GOAL — Count the lines of the material that contain the string "swallow". Reply with that number alone.

____ RECORDED DATA

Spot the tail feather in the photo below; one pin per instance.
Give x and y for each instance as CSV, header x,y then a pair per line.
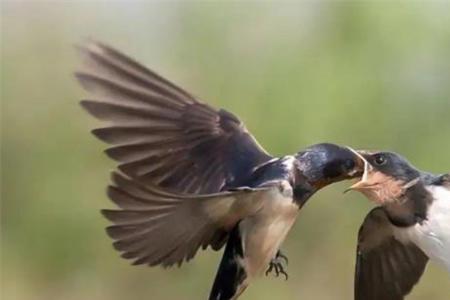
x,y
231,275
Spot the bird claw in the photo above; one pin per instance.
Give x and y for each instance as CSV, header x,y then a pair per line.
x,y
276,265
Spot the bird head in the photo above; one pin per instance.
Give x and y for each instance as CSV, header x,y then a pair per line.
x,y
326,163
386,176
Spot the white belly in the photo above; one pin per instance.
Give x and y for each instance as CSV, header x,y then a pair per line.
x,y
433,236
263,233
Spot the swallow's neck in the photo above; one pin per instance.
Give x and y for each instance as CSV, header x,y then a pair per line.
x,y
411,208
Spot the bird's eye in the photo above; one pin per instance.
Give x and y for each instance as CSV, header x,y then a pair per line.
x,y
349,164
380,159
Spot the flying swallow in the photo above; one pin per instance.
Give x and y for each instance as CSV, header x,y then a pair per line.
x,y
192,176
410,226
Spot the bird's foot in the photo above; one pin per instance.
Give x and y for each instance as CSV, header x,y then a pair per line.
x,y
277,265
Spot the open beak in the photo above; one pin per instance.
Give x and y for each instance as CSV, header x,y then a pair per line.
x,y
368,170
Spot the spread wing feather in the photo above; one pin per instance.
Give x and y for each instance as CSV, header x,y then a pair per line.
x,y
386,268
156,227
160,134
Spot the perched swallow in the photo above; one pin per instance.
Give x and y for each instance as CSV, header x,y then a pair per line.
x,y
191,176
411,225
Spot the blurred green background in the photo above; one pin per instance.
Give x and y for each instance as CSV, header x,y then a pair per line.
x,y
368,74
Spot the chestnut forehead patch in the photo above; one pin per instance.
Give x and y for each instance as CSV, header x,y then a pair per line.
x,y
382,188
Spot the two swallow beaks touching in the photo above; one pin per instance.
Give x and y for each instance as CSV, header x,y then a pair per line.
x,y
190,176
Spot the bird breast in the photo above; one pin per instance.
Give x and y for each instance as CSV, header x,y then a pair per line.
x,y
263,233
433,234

________
____ RECORDED DATA

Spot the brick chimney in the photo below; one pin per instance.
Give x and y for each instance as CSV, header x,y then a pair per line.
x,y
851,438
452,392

________

ANSWER IN FULL — 4